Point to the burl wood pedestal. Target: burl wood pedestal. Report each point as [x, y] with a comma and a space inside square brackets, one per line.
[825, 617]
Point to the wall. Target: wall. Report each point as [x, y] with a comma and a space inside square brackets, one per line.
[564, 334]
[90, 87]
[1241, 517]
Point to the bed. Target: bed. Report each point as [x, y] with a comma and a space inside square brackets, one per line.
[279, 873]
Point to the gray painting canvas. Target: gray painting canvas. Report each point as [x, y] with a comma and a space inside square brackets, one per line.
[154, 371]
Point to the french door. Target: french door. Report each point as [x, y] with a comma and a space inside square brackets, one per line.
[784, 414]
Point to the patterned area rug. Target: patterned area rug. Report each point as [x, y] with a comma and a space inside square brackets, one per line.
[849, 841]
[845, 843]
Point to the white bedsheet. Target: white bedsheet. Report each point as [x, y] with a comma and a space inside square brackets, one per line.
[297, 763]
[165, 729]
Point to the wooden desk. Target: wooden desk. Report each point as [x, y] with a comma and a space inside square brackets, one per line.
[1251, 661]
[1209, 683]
——
◆ What this task involves ◆
Format the portion of the data beginning with the line containing "Point to the white" and continuing through the end of the data as a numbered list, omitting any blank lines. Include that opening line.

◆ Exercise answer ◆
1. Point to the white bedsheet. Target: white bedsheet. Report each point as [x, y] with a comma and a space inside square brackets, one per line.
2. [297, 763]
3. [165, 729]
4. Point to the wooden desk. Target: wooden desk. Report each point as [x, y] with a comma and a space inside square brackets, one per line.
5. [1251, 661]
6. [1209, 683]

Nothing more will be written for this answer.